- [Dataset extract]
[start]

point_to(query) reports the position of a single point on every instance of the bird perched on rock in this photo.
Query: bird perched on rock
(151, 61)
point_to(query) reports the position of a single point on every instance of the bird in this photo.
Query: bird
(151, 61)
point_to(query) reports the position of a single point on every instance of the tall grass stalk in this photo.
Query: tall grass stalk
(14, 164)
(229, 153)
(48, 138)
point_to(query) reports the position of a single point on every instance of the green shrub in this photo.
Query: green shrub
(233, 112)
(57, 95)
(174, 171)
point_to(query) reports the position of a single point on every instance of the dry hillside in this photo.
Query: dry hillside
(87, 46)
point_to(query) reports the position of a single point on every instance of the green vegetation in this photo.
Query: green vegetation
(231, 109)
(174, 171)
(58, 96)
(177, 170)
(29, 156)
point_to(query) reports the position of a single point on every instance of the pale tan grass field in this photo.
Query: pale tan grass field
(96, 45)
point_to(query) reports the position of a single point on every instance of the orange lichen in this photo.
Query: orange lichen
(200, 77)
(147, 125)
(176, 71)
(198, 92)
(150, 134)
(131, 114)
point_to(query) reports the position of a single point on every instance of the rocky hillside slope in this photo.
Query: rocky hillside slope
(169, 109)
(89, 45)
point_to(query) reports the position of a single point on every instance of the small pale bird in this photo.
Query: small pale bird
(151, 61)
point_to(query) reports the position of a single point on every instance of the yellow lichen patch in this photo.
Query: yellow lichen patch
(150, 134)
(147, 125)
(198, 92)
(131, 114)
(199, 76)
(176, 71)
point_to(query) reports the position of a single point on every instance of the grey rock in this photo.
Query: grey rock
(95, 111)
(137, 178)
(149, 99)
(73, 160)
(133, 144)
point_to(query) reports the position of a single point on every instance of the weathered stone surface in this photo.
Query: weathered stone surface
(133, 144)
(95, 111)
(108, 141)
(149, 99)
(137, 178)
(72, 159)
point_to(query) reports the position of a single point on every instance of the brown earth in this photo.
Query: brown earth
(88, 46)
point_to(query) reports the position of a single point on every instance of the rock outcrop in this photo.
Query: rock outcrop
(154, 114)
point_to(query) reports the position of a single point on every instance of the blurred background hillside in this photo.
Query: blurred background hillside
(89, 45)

[end]

- [Work instructions] Can you rescale the part of the rows that opens with the line containing "background hillside in this photo." and runs through the end of the rows? Repeat every line in that part, requests included, with each point coordinate in the answers multiplied by 0.65 and rounded to a whole number, halves rounding up.

- [In response]
point_to(query) reports the position of a single point on every instance of the blurred background hillside in this photo.
Query: blurred background hillside
(58, 29)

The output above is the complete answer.